Instruction for the entries that follow: retype exactly the lines from the line with "Find every instance of the stack" to the line with "Target: embossed book cover", both included, and omit all others.
• • • • •
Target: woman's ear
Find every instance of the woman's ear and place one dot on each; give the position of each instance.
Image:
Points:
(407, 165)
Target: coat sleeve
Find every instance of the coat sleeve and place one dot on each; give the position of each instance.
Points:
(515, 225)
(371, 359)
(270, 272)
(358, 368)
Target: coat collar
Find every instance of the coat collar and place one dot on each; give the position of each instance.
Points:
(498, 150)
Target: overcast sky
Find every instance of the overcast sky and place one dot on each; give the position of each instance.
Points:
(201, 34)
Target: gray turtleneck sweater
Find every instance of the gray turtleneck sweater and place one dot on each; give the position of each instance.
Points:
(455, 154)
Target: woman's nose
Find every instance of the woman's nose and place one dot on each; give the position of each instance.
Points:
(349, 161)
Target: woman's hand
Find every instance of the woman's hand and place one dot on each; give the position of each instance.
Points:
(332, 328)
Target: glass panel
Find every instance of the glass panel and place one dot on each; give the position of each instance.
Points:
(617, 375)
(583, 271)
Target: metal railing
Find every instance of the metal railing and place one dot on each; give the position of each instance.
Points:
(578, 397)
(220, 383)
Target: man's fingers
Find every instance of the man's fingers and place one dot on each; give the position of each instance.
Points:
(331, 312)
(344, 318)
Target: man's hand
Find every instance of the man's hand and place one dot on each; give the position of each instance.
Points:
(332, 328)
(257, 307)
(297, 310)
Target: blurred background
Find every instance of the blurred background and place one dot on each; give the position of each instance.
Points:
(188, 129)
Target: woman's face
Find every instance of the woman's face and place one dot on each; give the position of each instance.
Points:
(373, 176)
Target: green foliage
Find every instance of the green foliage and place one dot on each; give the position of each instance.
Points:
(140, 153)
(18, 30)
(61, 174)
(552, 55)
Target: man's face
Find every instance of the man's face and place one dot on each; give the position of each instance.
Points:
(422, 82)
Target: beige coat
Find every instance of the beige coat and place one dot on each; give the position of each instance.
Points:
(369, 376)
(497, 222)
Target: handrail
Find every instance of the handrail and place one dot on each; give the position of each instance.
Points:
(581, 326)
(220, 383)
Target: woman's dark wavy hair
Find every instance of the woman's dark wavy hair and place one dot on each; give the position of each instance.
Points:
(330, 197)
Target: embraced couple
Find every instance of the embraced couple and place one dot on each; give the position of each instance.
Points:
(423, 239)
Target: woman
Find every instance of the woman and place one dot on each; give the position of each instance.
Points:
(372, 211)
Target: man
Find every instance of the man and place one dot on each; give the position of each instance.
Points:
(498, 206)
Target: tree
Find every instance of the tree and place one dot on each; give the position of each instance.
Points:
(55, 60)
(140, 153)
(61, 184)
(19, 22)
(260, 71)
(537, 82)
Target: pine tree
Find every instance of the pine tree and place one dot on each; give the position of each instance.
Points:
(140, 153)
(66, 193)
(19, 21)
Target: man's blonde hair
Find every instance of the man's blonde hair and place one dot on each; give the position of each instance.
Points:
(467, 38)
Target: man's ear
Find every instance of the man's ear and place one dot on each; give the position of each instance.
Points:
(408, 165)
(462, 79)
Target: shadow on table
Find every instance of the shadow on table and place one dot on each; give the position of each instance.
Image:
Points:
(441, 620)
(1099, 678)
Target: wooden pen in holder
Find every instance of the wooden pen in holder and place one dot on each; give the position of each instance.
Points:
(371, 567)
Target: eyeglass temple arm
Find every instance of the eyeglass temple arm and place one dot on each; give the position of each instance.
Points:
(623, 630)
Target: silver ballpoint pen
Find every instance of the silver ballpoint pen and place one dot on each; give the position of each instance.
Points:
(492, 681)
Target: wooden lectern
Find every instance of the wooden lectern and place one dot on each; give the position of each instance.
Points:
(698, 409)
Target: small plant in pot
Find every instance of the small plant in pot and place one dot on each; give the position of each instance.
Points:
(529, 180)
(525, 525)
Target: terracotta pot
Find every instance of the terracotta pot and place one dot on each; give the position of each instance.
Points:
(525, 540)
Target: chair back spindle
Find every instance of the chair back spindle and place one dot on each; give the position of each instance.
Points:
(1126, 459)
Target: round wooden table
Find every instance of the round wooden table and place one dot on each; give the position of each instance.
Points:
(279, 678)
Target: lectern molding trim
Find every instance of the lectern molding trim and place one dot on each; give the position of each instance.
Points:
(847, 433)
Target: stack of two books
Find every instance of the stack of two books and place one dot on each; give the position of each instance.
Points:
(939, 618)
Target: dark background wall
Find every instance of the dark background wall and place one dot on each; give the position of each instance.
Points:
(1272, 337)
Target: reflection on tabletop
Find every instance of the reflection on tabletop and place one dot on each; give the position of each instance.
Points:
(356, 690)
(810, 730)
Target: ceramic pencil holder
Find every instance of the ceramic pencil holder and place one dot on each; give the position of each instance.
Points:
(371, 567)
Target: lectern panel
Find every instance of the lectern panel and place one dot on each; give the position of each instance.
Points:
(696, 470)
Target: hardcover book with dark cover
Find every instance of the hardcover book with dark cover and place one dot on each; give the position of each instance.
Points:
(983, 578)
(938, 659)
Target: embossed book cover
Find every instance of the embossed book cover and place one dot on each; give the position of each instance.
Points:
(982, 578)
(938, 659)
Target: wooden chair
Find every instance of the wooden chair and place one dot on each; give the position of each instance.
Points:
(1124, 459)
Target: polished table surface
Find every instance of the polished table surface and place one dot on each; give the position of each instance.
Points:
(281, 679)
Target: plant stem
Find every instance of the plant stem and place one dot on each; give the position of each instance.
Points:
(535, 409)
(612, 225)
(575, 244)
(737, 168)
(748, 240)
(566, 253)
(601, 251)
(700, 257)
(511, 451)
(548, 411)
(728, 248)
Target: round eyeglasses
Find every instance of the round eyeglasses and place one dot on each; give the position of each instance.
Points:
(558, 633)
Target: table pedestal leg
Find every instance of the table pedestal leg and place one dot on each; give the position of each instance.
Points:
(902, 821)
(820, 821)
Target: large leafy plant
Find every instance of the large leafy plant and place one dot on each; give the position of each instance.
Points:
• • • • •
#### Result for this exercise
Find every instance of the stack of two books and place one dot on each; give the position of each instance.
Points:
(939, 618)
Target: dark background wall
Find every instance of the dark background wall and place one dot on each; give the position of each instance.
Points:
(1272, 337)
Target: reflection on tabletop
Find every instance of the reflection on tabletop and place one dot on each; give the position of each instance.
Points:
(356, 690)
(810, 730)
Target: ceramic pencil holder
Find every instance of the ceramic pencil holder and place one dot on each; give the position of each instance.
Points:
(371, 567)
Target: lectern panel
Find every instance of the lectern panel and place one dot on each; give the position of each instance.
Points:
(696, 470)
Target: hardcover book with dark cover
Find every instance of the hardcover book with dark cover and place one dot on each; give the position of each instance.
Points:
(983, 578)
(938, 659)
Target: embossed book cover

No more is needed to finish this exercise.